START Source text

Here’s a fruit that is native to Ohio, but you’ve never tried.
The pawpaw is native to Ohio, but the fruit has to be picked when ripe, and then eaten. The fruit doesn’t ripen after it’s picked and only lasts about week in the refrigerator, so there isn’t a big commercial potential. Pears can be picked weeks before they are ripe, and apples can be refrigerated for months.
The fruit is finicky, but the tree sounds badass. Almost every part of the pawpaw tree is laced with a neurotoxin called annonacin that causes Parkinson’s disease, so deer don’t eat it. For some reason, people in Guadeloupe make tea out of the leaves because they need more brain lesions.
My friend Peter has a few pawpaw trees, so brought me a pawpaw to try.
Sparky is in the photo because he’s awesome and was just teasing my brother about eating a pawpaw even though Dave already has a dramatic loss of neurons in his basal gaglia. We explained that Dave recently had a knee replacement, which causes his lurching gate, and he isn’t suffering from poor regulation of voluntary muscle movement.
Sparky stopped laughing when he realized that the doctors discarded Dave’s old knee joint. Sparky figured it would be quite like a ham bone, and he really likes those.
Pawpaws smell great. The smell is floral and tropical, but without being overpowering. It would make a great shampoo smell.
Ohio botanist William B. Werthner wrote, “The fruit … has a tangy wild-wood flavor peculiarly its own. It is sweet, yet rather cloying to the taste and a wee bit puckery – only a boy can eat more than one at a time.”
I don’t know who that guy is, but he wrote a book about a hundred years ago, so we don’t really know what he’s talking about.
The fruit is eaten with a spoon, scooping out the inside. We didn’t eat the skin, but it is probably Parkinson flavored. The texture is smooth, like custard. It had a melon and mango flavor. I didn’t notice anything puckering, but the phenomena may have been subtle.
I can enjoy one circus peanut, but a second one makes me queasy. A pawpaw doesn’t taste anything like a circus peanut. In case the terminology isn’t universal, circus peanuts look like this:
Circus peanuts seem to be made of sugar and an industrial solvent. It might be lacquer thinner. Pawpaws are much different, and contain several vital nutrients. We only had one, so my brother and I each had a paw. I am an old fella, but would eagerly eat a few of them.
The pawpaw seemed like a completely satisfactory fruit, like grapes or raspberries. Other fruits need some other ingredient to bolster the appeal. Strawberries benefit from cream or dark chocolate. Apples need a whole pie to be at their best, while a watermelon is improved with vodka. The idea of bananas is better than actual bananas.
Pawpaws are nice, right out of the box.

END Source text
START Data under study

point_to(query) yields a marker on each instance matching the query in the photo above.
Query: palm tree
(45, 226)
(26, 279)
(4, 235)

END Data under study
START Data under study

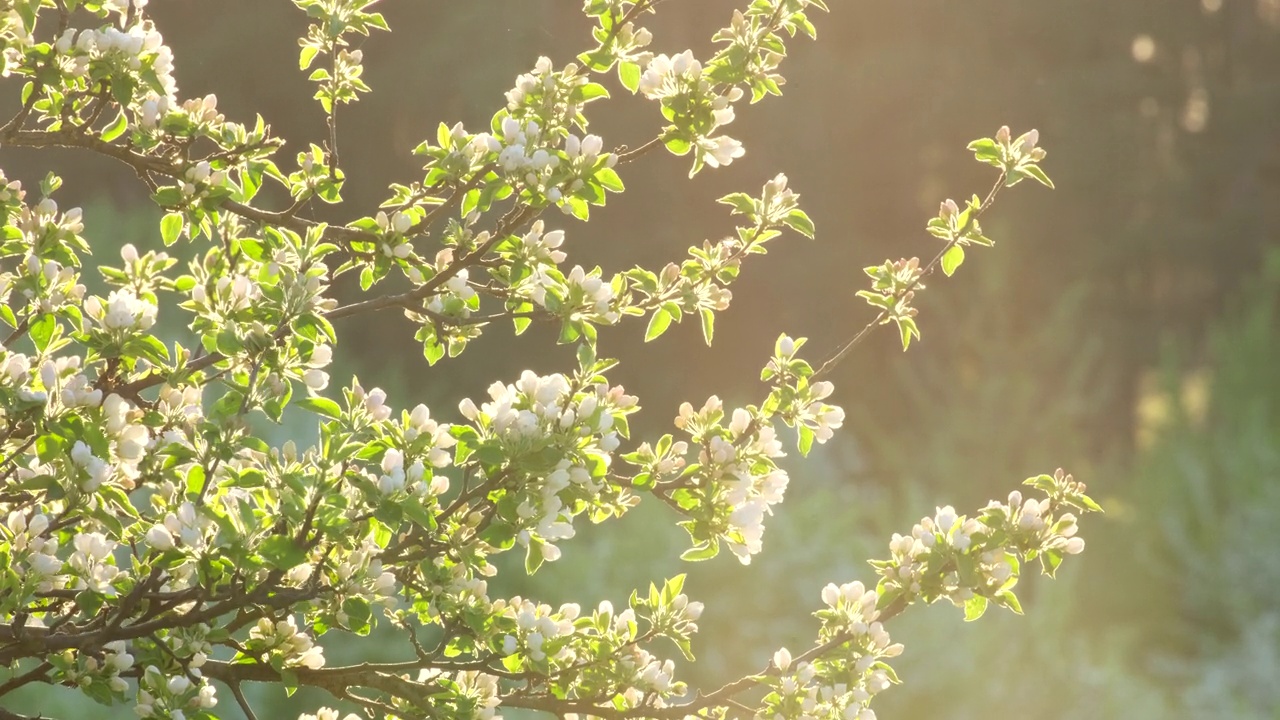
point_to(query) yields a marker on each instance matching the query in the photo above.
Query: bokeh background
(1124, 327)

END Data under study
START Data under study

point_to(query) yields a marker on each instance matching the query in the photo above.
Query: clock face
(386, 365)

END Data under study

[Exercises]
- A) Starting at "The pawpaw is" and stopping after "refrigerated for months.", rewrite that part of the pawpaw text with "refrigerator" switched to "icebox".
- B) Say whether each statement agrees with the pawpaw text, answering yes or no and quoting the words that decide it: (i) The pawpaw fruit continues to ripen after it is picked. (ii) Deer avoid eating the pawpaw tree. (iii) The texture of the fruit is likened to custard.

[Answers]
- A)
The pawpaw is native to Ohio, but the fruit has to be picked when ripe, and then eaten. The fruit doesn’t ripen after it’s picked and only lasts about week in the icebox, so there isn’t a big commercial potential. Pears can be picked weeks before they are ripe, and apples can be refrigerated for months.

- B)
(i) No: "The fruit doesn’t ripen after it’s picked"
(ii) Yes: "Almost every part of the pawpaw tree is laced with a neurotoxin called annonacin that causes Parkinson’s disease, so deer don’t eat it."
(iii) Yes: "The texture is smooth, like custard."